What the exercise asks
Answer from the passage on Gerakladium as a coral symbiont:
1. Which Gerakladium subclade does the passage name?
2. In what region was the study by Mote et al. (2021) carried out?
3. What abundance of Gerakladium did that study report in the corals?

Source passage
◆ ◆ ◆

4.2. Background symbionts may be more competitive in warming oceans, if available
Gerakladium was a successful and common symbiont partner when available to A. tenuis larvae in a laboratory setting. Gerakladium (subclade G3: MH229354.1) is not a known dominant symbiont in any reef‐building coral, and therefore, less is known about its functional traits in hospite (e.g., nutritional translocation, micronutrient requirements). While Gerakladium is found predominantly in symbiosis with sponges (Strehlow et al., 2021) and Foraminifera (Pochon & Gates, 2010), and has been observed in soft coral (van Oppen et al., 2005) and black coral (Bo et al., 2011), it has also been detected at background levels in symbiosis with a variety of reef‐building corals (Boulotte et al., 2016; Chakravarti & van Oppen, 2018; LaJeunesse et al., 2010; van Oppen et al., 2005; Quigley et al., 2017; Stat et al., 2013; Thomas et al., 2014). Gerakladium is also found in the water column (Cunning et al., 2015; Fujise et al., 2020) and in sediments (Cunning et al., 2015; Fujise et al., 2020) and on macroalgae (Fujise et al., 2020), suggesting it could be an available partner for A. tenuis larvae on the GBR; however, it is usually present at low abundances (including G3; Quigley, Alvarez Roa, et al., 2020; Quigley, Randall, et al., 2020). However, selectivity is not related to symbiont abundance in the environmental pool (Quigley et al., 2017). A study in the Central West Coast of India, which experienced multiple years of bleaching temperatures, found that despite the symbiont population in the surrounding water containing high abundances of both Durusdinium and Gerakladium, corals had higher relative abundances of Durusdinium (Mote et al., 2021). Despite symbiont assemblages in corals being dominated by Durusdinium, Gerakladium was also present in higher abundances (10.2 ± 11.7%) than typically found as a background symbiont (Mote et al., 2021). The growing number of observations of Gerakladium as a background coral symbiont in a variety of coral species could be a result of increased sampling and molecular methods, or due to an increase in the frequency Gerakladium is taken up by corals that might relate to environmental change or stress. Continued monitoring of symbiont assemblages at all life stages, especially on highly impacted reefs, will be necessary to elucidate the degree to which corals are associating with more rare symbiont types.

◆ ◆ ◆

Recorded information

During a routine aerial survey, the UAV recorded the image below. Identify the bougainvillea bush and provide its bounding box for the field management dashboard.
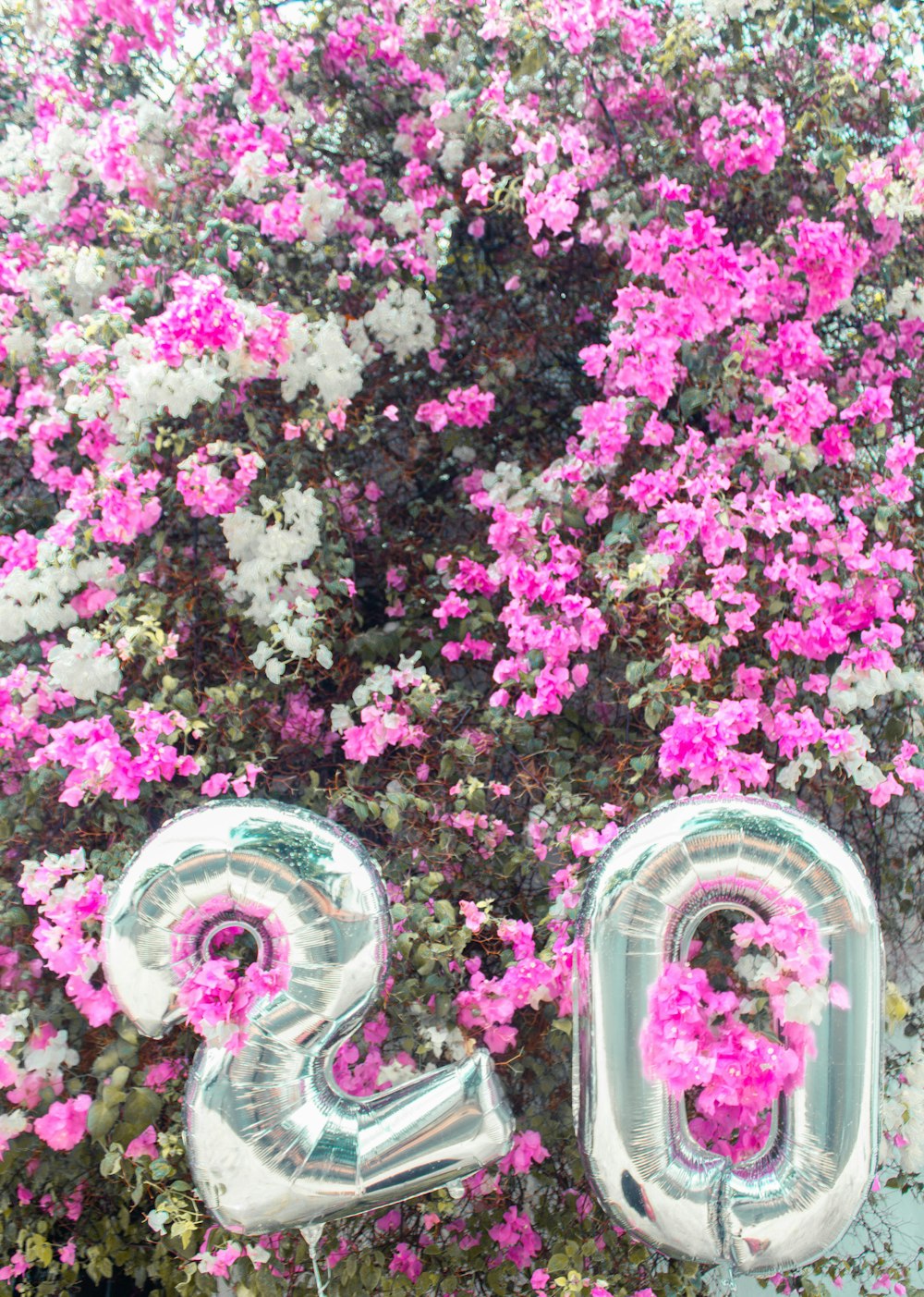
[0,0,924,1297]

◆ ◆ ◆

Response
1. Subclade G3 (MH229354.1).
2. The Central West Coast of India.
3. 10.2 ± 11.7%.